*PROBLEM REQUIREMENTS*
Everything from the line that holds "Would you mind pointing out the roadway" through the end of the data below should be output exactly, both ends included.

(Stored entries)
▬▬▬▬▬▬
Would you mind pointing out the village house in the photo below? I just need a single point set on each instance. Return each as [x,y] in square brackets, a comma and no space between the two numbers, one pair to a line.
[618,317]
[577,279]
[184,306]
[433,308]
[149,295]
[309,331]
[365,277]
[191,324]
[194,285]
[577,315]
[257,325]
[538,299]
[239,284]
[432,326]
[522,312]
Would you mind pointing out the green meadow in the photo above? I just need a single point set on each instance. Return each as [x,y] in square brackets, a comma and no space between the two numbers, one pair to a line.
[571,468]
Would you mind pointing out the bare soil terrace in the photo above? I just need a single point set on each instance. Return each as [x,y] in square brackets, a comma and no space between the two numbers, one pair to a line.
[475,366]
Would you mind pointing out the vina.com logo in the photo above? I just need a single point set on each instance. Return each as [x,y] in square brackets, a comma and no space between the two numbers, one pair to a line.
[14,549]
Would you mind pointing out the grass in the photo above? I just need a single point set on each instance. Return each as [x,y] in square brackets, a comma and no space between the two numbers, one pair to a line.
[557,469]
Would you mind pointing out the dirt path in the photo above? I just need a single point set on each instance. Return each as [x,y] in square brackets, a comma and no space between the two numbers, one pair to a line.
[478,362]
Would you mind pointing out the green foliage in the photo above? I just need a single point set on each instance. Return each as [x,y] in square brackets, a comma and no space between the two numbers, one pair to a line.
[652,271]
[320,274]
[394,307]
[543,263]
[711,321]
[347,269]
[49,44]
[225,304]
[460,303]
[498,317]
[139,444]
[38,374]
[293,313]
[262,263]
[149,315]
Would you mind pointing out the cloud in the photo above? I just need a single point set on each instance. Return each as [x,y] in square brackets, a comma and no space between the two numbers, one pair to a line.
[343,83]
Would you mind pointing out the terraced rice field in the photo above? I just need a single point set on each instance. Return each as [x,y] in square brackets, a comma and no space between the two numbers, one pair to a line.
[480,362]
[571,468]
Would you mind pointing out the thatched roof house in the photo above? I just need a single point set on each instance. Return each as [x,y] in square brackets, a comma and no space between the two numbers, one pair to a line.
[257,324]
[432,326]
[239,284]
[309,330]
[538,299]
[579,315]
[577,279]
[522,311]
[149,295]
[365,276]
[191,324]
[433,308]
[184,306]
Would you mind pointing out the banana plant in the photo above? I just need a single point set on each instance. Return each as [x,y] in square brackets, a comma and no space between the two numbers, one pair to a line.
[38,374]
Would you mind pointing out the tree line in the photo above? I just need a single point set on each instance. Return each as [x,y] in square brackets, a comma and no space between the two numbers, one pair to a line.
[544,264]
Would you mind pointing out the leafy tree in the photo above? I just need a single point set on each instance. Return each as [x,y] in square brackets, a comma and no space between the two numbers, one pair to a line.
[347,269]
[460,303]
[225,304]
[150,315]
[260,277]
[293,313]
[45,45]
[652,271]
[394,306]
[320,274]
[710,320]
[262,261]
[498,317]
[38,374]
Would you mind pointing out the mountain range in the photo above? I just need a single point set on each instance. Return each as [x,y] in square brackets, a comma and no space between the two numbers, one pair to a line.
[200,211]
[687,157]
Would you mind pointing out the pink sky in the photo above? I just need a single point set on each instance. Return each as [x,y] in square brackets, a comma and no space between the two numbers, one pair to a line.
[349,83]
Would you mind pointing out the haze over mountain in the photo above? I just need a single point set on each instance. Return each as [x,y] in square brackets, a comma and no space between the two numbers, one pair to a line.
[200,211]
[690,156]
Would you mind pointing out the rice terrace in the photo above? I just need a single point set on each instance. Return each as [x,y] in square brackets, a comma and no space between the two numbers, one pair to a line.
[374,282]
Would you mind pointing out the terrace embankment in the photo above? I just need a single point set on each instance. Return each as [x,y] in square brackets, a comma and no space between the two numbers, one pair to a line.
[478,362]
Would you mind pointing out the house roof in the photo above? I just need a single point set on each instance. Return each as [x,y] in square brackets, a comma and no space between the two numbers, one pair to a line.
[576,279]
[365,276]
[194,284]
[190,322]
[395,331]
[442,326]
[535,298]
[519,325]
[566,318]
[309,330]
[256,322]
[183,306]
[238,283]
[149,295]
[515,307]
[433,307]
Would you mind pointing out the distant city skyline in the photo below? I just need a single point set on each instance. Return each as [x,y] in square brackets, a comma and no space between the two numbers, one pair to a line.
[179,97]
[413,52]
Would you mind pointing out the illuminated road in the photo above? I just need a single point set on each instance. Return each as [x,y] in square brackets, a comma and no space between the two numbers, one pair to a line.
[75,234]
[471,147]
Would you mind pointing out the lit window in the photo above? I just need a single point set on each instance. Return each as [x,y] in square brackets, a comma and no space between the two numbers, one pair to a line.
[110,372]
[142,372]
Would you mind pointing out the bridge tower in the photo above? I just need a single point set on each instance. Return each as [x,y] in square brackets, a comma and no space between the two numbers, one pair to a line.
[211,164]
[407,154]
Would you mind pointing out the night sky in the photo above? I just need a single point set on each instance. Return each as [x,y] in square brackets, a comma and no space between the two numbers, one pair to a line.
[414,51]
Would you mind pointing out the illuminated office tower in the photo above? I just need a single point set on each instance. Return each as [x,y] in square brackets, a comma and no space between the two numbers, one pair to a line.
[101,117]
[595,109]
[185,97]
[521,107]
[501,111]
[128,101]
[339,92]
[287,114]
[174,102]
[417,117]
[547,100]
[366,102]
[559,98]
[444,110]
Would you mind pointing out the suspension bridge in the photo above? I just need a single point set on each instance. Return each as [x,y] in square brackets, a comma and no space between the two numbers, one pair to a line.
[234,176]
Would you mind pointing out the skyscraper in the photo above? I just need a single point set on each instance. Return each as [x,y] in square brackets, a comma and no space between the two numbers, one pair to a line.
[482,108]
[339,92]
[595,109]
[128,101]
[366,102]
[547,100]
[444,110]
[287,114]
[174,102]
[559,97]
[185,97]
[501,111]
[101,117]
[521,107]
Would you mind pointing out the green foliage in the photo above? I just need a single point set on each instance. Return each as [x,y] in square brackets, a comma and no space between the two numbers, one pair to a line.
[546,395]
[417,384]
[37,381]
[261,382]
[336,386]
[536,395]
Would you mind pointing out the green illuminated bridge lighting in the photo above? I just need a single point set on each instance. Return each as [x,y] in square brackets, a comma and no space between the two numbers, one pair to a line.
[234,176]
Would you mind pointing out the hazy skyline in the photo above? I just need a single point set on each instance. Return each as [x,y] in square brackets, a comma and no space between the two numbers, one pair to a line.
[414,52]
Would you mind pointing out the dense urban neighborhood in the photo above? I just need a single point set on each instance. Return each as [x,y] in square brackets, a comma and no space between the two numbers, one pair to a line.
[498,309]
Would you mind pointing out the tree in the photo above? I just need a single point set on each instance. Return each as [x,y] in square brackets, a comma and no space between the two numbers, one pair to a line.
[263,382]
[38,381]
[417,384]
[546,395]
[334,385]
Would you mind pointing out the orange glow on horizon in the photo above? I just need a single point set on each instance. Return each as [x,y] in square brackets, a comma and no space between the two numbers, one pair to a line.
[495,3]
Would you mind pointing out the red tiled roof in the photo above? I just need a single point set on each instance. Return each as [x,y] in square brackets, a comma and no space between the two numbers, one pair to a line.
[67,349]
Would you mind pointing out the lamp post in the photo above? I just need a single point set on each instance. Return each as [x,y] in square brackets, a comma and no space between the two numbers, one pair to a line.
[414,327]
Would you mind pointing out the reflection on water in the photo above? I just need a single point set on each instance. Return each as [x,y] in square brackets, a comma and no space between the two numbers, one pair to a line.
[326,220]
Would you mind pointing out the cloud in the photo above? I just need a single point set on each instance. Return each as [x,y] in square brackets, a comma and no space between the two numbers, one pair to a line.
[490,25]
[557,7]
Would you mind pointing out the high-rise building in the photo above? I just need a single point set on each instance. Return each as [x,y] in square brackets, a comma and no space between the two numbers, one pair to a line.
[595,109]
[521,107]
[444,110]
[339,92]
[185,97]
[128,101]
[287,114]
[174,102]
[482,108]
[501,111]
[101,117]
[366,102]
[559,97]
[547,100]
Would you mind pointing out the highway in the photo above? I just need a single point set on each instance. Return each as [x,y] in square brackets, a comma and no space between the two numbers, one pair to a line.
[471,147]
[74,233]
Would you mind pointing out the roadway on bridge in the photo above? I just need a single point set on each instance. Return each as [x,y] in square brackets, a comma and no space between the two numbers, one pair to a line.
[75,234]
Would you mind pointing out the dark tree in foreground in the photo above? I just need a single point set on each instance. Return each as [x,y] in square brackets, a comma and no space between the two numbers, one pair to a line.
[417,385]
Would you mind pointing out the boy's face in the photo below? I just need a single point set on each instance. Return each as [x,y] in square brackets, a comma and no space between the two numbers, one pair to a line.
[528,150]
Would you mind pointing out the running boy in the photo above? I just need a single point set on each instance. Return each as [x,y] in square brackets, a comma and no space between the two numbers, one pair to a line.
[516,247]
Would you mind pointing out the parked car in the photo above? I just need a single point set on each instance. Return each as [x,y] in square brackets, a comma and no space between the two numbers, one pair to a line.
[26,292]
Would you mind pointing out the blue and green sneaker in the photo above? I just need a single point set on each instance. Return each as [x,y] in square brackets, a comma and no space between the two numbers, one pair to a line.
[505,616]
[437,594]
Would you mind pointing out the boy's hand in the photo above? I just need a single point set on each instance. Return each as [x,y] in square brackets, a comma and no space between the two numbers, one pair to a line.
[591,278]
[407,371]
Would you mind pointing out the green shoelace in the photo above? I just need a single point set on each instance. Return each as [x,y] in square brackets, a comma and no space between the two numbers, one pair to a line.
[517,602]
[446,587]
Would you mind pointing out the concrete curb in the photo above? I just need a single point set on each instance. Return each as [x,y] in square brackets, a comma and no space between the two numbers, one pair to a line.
▬▬▬▬▬▬
*ANSWER IN FULL*
Would you mind pointing out the roadway on bridge in the photo above? I just need a single point set on each instance. Return each as [x,y] in square brackets, a comma and no space between the two numbers, one pair to a line.
[75,234]
Would you mind pointing out the dark tree in foreground in the photo above? I just need a single point set on each instance. Return each as [x,y] in square brackets, a comma and no space between the two numbers, one pair to a line.
[417,385]
Would you mind pointing out the boy's face in the photo below? I just need a single point set on each instance. Return each as [x,y] in square brackets, a comma and no space between the two numbers, one pair to a line.
[528,150]
Would you mind pointing out the running boy in the photo above? I just need a single point set on each instance. Return each as [x,y] in square brackets, a comma and no space between the two numbers, one pair to a line.
[516,247]
Would you mind pointing out the parked car in the photo above? I just need a single point set on each instance. Return each as [x,y] in square brackets, a comma and no space between the two numbers, one pair to a line.
[26,292]
Would you mind pointing out the blue and green sneaker in the photo above? I just need a single point set on each instance. Return each as [x,y] in square brackets, a comma and no space between the two numbers, one pair to a line.
[505,616]
[437,594]
Would you mind pointing out the boy's hand in the photo above? I just need a single point set on each instance. Return each as [x,y] in square brackets, a comma and no space between the two numbers, one pair to a line.
[591,278]
[407,371]
Would you mind pointing out the green shoelace in the photo above? I just need a single point set on each instance. Return each as [x,y] in square brackets, a comma and no space between the two numbers, one pair to a line.
[517,602]
[446,587]
Would you mind pointing out the concrete curb in the photo above? I just need a single point set on each instance. Return each as [x,y] in square brackets, a comma and no space between the two numbers, one pair to a line.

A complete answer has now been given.